● **Source document**
When Steven Chu’s parents came to the United States from China during World War II to attend graduate school at MIT, they found that they could not return to their native country. Fearful that they would be pursued and killed like some of their family members, they instead became U.S. citizens and raised their children—including an eventual Nobel Prize winner—in their new home.
Tumultuous events like China’s Communist revolution, the rise of fascism in Germany and Italy in the 1930s, and the collapse of the Soviet Union in the early 1990s brought “gifts to American science,” Chu said in his presidential plenary address to open the American Association for the Advancement of Science’s Annual Meeting in Seattle.
For decades, “graduate students and postdocs from foreign countries came to study in the United States and stayed because we are a free, open and accepting society,” said Chu, the co-recipient of the 1997 Nobel Prize in Physics and U.S. Secretary of Energy from January 2009 to April 2013.
The benefits to global science have been tremendous, Chu said, noting that 34% of all U.S. Nobel laureates have been immigrants to the United States. Among U.S. Fortune 500 companies, 45% were founded by immigrants or their children, with familiar-sounding names like Jeff Bezos and Elon Musk.
Recent attempts to restrict foreign student visas and efforts to limit collaboration with international scientists could have a chilling effect on future U.S. scientific and economic gains, Chu warned.

● **The data**

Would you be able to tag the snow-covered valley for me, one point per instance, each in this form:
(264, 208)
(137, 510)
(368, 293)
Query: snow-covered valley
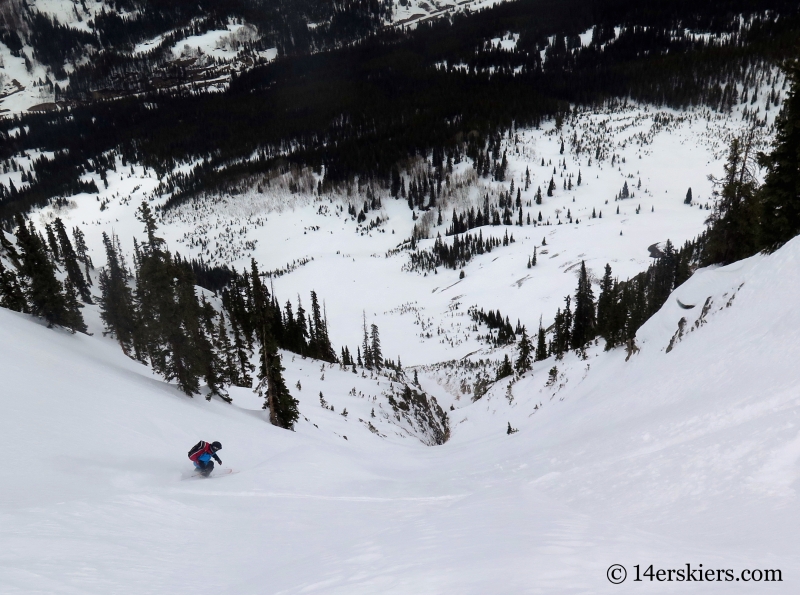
(478, 299)
(670, 458)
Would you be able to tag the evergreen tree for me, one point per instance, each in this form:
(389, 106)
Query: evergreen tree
(74, 318)
(541, 345)
(365, 344)
(733, 231)
(227, 354)
(505, 369)
(52, 243)
(242, 352)
(70, 259)
(272, 388)
(583, 324)
(605, 305)
(375, 347)
(524, 350)
(780, 194)
(83, 253)
(117, 308)
(11, 295)
(43, 291)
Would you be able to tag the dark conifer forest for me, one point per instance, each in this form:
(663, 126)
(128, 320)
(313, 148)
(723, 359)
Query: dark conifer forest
(386, 95)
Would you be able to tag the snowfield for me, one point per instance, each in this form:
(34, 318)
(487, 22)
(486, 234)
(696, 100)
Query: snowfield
(671, 458)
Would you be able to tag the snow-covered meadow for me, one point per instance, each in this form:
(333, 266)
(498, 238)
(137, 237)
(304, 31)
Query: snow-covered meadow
(672, 458)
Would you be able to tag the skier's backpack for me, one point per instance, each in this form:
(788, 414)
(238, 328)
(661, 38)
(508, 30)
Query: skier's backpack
(197, 447)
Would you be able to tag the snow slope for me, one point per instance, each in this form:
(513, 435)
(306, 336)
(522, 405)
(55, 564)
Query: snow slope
(423, 318)
(670, 458)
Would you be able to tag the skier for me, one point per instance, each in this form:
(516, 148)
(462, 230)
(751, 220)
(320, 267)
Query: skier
(201, 455)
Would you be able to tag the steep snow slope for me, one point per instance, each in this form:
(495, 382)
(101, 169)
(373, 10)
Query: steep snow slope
(423, 318)
(670, 458)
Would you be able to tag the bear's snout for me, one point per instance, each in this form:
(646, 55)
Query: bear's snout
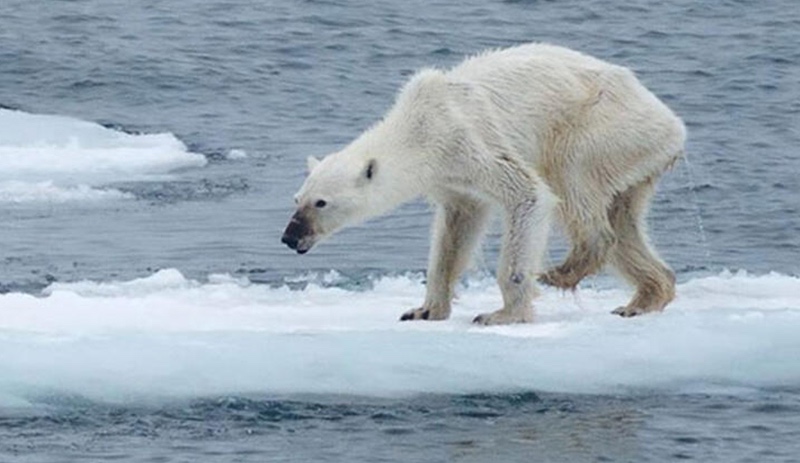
(297, 233)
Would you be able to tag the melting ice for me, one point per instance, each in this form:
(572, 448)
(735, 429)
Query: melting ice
(169, 336)
(58, 159)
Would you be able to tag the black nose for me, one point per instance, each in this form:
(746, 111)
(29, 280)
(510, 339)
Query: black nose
(290, 241)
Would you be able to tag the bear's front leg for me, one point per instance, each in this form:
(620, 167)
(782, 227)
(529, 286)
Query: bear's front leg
(457, 228)
(524, 244)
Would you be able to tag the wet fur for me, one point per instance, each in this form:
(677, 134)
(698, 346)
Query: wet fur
(541, 132)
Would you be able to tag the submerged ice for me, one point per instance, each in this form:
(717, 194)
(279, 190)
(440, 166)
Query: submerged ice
(169, 336)
(57, 158)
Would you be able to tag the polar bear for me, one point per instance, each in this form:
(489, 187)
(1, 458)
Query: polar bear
(543, 133)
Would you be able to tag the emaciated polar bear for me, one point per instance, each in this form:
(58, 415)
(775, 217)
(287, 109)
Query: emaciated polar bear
(538, 130)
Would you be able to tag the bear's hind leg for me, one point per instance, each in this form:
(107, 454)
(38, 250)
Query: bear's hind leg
(634, 258)
(458, 226)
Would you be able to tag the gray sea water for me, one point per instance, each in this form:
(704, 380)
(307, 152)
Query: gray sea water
(281, 80)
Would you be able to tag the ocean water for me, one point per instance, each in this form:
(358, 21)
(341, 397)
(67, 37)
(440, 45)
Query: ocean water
(148, 311)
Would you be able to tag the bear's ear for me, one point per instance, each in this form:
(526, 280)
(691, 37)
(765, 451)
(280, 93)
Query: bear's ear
(311, 163)
(369, 172)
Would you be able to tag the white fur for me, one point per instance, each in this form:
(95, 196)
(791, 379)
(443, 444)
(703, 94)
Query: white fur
(537, 130)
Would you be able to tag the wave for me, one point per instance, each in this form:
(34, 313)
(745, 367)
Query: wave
(58, 159)
(169, 336)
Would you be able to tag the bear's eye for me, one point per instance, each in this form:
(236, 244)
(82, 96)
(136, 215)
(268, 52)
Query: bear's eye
(370, 172)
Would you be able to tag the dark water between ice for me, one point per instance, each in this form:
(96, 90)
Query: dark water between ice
(282, 80)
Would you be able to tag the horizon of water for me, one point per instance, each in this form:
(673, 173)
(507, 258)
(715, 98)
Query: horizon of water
(148, 311)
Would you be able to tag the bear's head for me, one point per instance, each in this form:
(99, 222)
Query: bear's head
(335, 194)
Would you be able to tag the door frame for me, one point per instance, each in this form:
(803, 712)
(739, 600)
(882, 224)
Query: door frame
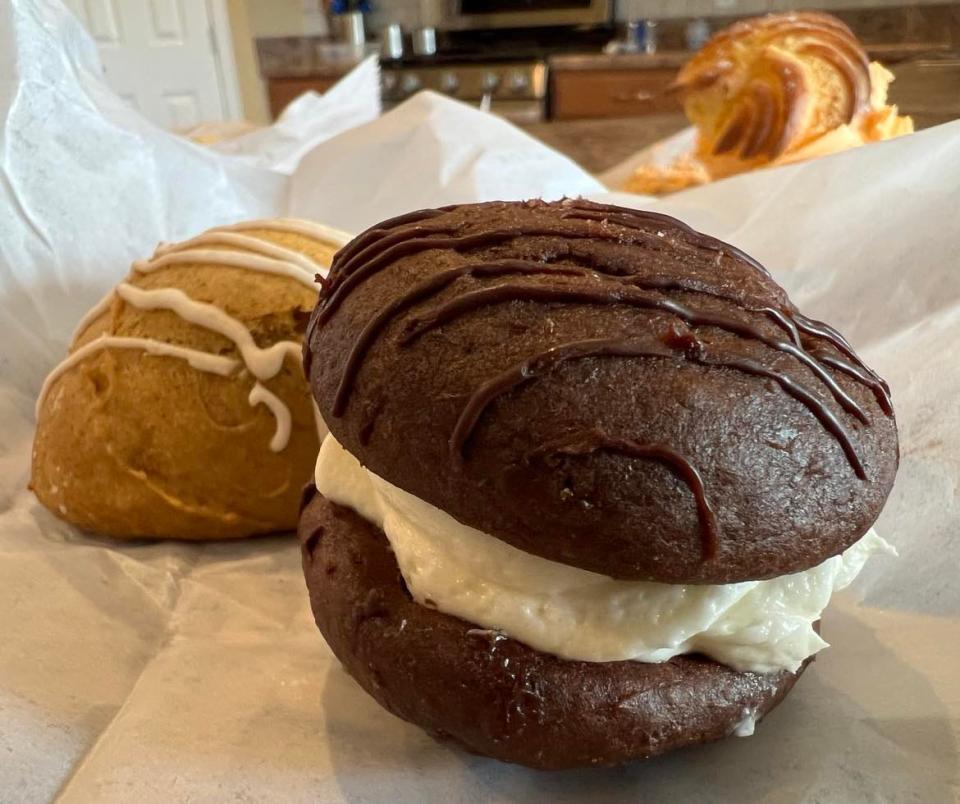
(221, 40)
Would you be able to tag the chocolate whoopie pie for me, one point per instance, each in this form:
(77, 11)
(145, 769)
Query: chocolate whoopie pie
(574, 451)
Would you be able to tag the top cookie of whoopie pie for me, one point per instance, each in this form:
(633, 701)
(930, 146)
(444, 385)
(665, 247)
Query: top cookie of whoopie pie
(603, 387)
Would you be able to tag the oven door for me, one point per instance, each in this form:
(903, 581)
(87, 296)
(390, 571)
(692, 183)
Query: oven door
(462, 15)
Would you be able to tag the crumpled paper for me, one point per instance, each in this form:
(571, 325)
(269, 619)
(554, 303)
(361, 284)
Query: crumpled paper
(176, 672)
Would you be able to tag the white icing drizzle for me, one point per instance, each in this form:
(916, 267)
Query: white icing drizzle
(234, 259)
(93, 314)
(311, 229)
(308, 266)
(260, 394)
(243, 251)
(262, 363)
(202, 361)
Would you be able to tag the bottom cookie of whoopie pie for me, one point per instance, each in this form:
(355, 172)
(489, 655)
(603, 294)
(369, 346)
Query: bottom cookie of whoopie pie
(496, 696)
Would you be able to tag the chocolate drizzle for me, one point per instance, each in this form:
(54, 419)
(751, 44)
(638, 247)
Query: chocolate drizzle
(424, 290)
(593, 278)
(587, 443)
(500, 294)
(640, 220)
(673, 343)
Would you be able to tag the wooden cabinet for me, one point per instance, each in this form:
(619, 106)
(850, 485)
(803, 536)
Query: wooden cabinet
(283, 90)
(612, 92)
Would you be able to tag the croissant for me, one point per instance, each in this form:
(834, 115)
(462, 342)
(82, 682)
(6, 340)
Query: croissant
(777, 89)
(770, 85)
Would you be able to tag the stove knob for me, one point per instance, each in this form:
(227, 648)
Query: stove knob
(489, 81)
(410, 83)
(449, 83)
(517, 81)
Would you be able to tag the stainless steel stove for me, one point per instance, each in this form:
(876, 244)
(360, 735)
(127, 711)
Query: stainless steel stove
(515, 89)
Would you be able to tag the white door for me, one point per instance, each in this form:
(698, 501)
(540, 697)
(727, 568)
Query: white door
(162, 57)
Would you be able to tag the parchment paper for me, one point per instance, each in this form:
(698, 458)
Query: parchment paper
(171, 672)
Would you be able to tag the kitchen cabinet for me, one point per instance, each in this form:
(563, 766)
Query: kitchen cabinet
(600, 86)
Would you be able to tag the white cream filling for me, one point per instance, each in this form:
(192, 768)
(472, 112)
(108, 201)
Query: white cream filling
(761, 626)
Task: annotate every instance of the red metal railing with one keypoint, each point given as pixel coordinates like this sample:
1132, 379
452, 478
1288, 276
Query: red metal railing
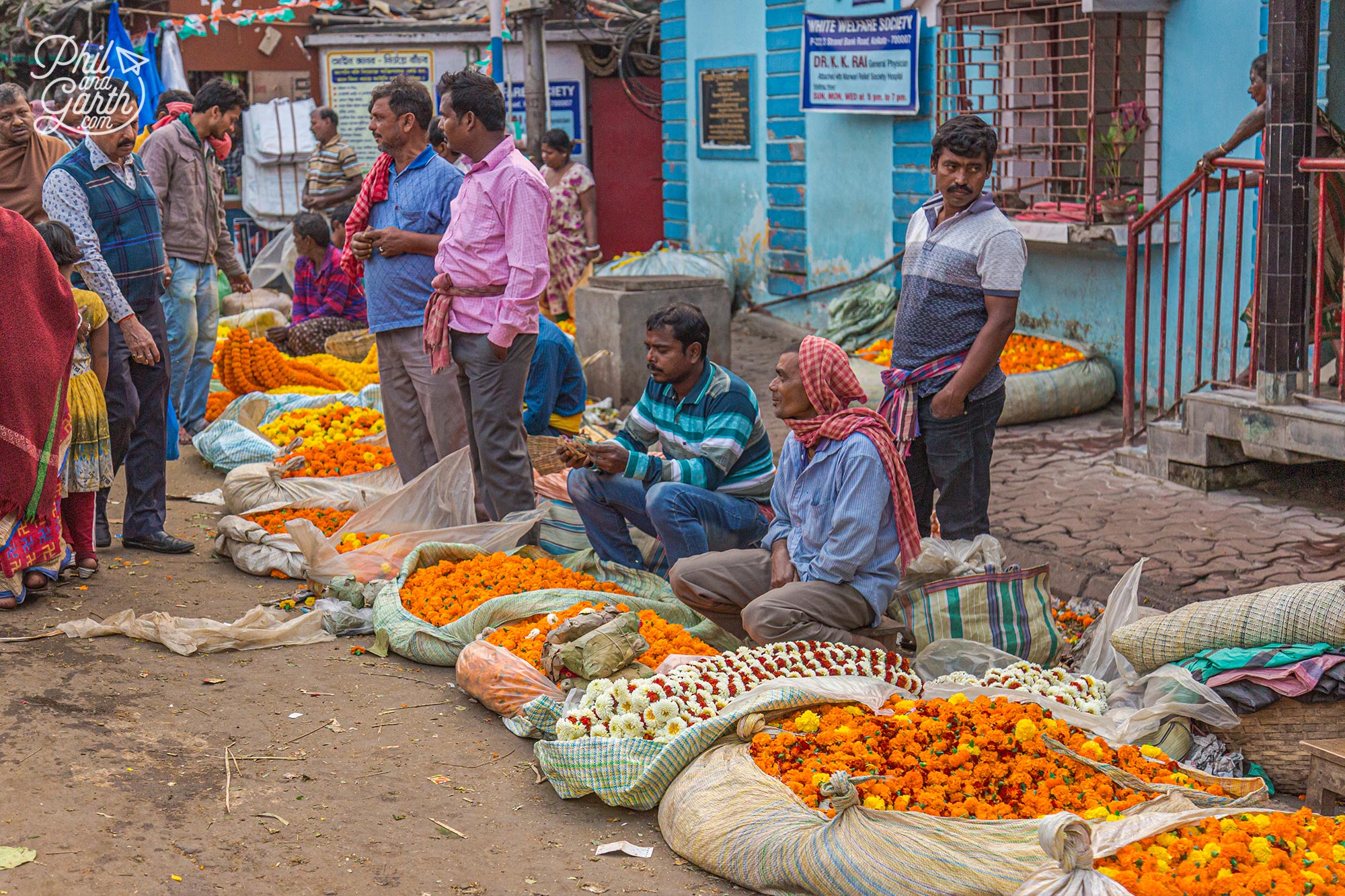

● **Tasks to perform**
1. In the article on Steven Chu's address, what share of all U.S. Nobel laureates have been immigrants to the United States?
2. Reproduce the passage of the article on Steven Chu's address starting at "Recent attempts to" and ending at "gains, Chu warned.".

● **Answers to the problems**
1. 34%

2.
Recent attempts to restrict foreign student visas and efforts to limit collaboration with international scientists could have a chilling effect on future U.S. scientific and economic gains, Chu warned.